TEXT EXTRACT:

To a large extent, Intel is positioning its 2nd Gen Xeon Scalable chips as ideal for processing the growing volume of data, emphasizing the value of a CPU that can run machine learning inferencing jobs as well as mainstream workloads.
The range of new Xeon SKUs with varying numbers of cores is bewilderingly large. You can get everything from a System-on-a-Ship specialized for embedded networking and network-function virtualization to the doubled-up Cascade Lake-AP, which combines two processors for up to 56 cores per socket, supporting terabytes of memory aimed at high-performance computing, AI, and analytics workloads, and delivered as a complete system with motherboard and chassis.
There are Xeon processors that are specialized for cloud search or VM density – although to Intel, that can mean bigger, beefier virtual machines for workloads like SAP HANA as well as cramming in more VMs for running infrastructure-as-a-service as cheaply as possible.
But the more general-purpose CPUs fit into the same sockets as their “Skylake” predecessors and include options that make them more customizable in use, promising operational efficiencies alongside improvements in performance. While the typical utilization ratio of just 20 percent that we saw in data centers in 2010 has improved, it’s not yet up to the 60 to 70 percent utilization that Intel Principal Engineer Ian Steiner, the lead architect on the new Xeons, said he would like to see.

ENTRIES PROVIDED:
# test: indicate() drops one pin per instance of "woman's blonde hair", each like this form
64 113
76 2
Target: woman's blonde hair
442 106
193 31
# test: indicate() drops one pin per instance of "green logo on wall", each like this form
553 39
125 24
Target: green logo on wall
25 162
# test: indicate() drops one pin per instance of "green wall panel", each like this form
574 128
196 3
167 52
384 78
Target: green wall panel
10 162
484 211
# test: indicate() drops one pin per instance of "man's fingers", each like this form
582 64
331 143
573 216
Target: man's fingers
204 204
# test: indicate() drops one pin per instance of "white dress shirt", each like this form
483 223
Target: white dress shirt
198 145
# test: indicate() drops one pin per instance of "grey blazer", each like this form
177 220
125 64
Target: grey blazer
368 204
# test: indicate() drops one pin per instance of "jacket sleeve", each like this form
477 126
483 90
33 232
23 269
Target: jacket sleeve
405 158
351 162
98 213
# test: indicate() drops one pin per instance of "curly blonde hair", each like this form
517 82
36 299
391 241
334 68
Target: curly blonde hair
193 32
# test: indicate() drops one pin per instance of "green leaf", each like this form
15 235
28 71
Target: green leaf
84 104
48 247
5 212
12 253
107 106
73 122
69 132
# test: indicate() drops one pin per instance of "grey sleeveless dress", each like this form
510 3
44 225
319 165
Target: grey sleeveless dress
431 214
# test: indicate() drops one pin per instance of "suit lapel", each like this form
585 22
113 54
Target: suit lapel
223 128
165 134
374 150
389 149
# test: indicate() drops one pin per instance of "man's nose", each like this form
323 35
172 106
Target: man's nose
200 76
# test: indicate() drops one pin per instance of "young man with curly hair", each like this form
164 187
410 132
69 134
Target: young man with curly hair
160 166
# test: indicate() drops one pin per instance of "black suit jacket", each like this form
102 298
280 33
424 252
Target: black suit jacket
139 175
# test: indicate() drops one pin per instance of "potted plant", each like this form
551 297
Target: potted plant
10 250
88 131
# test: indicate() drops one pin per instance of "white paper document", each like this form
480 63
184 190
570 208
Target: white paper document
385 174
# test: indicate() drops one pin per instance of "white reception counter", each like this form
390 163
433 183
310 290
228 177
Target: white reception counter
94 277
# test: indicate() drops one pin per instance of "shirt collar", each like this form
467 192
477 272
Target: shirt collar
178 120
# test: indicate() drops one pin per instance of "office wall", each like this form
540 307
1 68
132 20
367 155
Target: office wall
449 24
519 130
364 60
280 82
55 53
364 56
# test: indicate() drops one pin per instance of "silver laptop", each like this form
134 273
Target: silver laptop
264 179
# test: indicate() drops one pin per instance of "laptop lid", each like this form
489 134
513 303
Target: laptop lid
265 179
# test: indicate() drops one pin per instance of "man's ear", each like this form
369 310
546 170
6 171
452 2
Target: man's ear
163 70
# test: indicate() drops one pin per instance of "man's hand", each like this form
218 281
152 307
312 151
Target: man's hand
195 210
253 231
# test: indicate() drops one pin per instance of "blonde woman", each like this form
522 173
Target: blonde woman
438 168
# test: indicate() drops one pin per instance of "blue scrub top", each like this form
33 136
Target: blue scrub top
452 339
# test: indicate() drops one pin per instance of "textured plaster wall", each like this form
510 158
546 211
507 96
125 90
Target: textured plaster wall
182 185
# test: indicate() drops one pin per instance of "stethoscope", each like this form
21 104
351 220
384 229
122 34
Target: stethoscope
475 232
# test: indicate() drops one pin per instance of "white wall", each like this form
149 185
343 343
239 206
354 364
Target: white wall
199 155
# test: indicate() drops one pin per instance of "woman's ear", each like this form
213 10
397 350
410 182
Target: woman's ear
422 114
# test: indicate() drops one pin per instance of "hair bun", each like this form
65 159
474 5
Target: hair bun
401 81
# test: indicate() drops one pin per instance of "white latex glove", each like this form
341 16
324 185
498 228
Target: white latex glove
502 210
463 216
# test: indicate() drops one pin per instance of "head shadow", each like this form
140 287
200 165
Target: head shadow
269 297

REQUIRED TASKS:
1/ Reproduce the whole passage on Intel's second-generation Xeon chips word for word.
2/ Filter the records down to every line that contains the string "nose", treating uppercase and lowercase as different.

TASK SOLUTIONS:
1/
To a large extent, Intel is positioning its 2nd Gen Xeon Scalable chips as ideal for processing the growing volume of data, emphasizing the value of a CPU that can run machine learning inferencing jobs as well as mainstream workloads.
The range of new Xeon SKUs with varying numbers of cores is bewilderingly large. You can get everything from a System-on-a-Ship specialized for embedded networking and network-function virtualization to the doubled-up Cascade Lake-AP, which combines two processors for up to 56 cores per socket, supporting terabytes of memory aimed at high-performance computing, AI, and analytics workloads, and delivered as a complete system with motherboard and chassis.
There are Xeon processors that are specialized for cloud search or VM density – although to Intel, that can mean bigger, beefier virtual machines for workloads like SAP HANA as well as cramming in more VMs for running infrastructure-as-a-service as cheaply as possible.
But the more general-purpose CPUs fit into the same sockets as their “Skylake” predecessors and include options that make them more customizable in use, promising operational efficiencies alongside improvements in performance. While the typical utilization ratio of just 20 percent that we saw in data centers in 2010 has improved, it’s not yet up to the 60 to 70 percent utilization that Intel Principal Engineer Ian Steiner, the lead architect on the new Xeons, said he would like to see.

2/
# test: indicate() drops one pin per instance of "man's nose", each like this form
Target: man's nose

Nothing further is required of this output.